### To be done
Extract word for word every line of the items below, from the line containing "Note to the class: point out the man's hand" through the last line of the items, both included.

==== Records for processing ====

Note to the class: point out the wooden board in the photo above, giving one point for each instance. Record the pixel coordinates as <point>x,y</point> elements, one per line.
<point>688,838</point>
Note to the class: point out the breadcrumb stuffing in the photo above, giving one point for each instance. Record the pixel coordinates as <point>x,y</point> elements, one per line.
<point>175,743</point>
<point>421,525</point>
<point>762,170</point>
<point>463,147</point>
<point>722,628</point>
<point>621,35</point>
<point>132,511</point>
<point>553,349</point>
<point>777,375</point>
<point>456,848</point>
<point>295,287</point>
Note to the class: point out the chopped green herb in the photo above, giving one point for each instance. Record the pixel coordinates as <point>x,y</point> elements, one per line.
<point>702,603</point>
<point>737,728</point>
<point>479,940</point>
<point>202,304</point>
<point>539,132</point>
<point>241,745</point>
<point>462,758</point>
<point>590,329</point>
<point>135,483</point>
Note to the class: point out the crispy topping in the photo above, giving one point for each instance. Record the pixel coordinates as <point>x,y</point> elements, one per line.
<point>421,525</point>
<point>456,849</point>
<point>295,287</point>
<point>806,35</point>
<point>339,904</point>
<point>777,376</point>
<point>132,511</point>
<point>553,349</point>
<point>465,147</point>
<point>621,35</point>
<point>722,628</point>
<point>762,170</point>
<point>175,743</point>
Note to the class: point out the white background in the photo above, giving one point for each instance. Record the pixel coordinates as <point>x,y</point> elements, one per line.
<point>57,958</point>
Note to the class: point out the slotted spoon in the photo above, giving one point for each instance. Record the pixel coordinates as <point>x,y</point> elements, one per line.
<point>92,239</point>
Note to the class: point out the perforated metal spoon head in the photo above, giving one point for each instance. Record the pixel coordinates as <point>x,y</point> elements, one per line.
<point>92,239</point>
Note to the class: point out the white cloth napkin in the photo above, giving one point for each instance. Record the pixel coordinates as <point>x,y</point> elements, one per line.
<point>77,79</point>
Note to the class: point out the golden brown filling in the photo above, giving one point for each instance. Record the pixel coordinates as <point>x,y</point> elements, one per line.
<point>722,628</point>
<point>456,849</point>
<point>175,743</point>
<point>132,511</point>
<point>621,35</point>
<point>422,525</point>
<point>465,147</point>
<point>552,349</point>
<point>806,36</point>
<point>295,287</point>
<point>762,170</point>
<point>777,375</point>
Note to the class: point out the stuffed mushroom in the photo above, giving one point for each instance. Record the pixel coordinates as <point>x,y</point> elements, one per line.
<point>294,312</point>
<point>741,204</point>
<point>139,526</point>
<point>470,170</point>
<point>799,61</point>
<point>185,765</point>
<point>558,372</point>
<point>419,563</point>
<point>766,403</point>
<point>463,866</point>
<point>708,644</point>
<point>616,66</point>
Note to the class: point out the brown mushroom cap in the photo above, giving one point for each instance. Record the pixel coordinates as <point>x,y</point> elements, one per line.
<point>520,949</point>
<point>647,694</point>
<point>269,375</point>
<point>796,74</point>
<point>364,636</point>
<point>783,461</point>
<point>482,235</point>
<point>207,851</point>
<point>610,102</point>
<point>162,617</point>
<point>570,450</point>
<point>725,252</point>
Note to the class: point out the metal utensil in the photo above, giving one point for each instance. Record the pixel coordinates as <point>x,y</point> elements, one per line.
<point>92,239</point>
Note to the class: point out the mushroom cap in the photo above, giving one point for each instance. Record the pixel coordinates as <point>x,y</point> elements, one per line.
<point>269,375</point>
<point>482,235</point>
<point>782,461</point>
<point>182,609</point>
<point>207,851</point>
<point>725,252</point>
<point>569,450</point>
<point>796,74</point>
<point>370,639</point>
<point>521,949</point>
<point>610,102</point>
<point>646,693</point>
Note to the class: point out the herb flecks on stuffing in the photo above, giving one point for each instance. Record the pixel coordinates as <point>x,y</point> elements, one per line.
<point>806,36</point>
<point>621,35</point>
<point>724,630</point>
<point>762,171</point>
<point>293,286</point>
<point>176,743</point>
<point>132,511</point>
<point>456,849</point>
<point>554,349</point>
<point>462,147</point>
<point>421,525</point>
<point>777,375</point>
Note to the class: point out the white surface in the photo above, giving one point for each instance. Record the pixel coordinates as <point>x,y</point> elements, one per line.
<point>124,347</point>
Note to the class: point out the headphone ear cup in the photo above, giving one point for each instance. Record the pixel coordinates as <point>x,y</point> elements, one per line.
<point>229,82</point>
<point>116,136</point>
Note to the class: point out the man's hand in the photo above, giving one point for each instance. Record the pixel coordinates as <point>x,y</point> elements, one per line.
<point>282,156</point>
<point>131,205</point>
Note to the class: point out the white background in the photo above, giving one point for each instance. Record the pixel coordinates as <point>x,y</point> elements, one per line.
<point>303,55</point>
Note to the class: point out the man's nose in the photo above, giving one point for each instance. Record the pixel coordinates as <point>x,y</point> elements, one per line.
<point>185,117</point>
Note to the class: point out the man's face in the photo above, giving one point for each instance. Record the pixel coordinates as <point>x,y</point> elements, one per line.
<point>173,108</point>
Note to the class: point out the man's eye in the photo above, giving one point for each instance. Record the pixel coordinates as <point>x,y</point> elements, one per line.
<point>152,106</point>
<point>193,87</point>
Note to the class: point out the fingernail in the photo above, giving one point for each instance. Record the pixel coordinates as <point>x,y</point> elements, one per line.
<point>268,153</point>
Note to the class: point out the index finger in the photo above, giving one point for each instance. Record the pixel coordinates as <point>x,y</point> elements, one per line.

====

### Task result
Note to the class: point out the man's hand in the photo above, giving one point for each instance. Record the pixel coordinates as <point>x,y</point> elements, one per line.
<point>282,156</point>
<point>131,205</point>
Note to the class: point out the white background in the photo above, giving one point for each instance. Record the pixel coordinates as <point>x,y</point> elements, one per line.
<point>303,55</point>
Note to the class: point out the man's nose in the photo above, giving one point for each instance. Record the pixel coordinates as <point>x,y</point> elements, one per line.
<point>185,117</point>
Note to the class: point out the man's face in the photo above, giving one point for each instance. Record the pixel coordinates as <point>x,y</point> elements, one per line.
<point>173,108</point>
Note to the class: point out the man's eye in the photo above, giving one point for each instance. Record the pixel coordinates as <point>x,y</point> elements, one per line.
<point>152,106</point>
<point>193,87</point>
Note to the class: point out the fingernail in the photo above, giving one point for each instance. Record the pixel coordinates as <point>x,y</point> elements, one per line.
<point>268,153</point>
Note to the class: point out the index finger in the photo above, giving one point for each instance. Record the pixel coordinates as <point>x,y</point> elements, one per line.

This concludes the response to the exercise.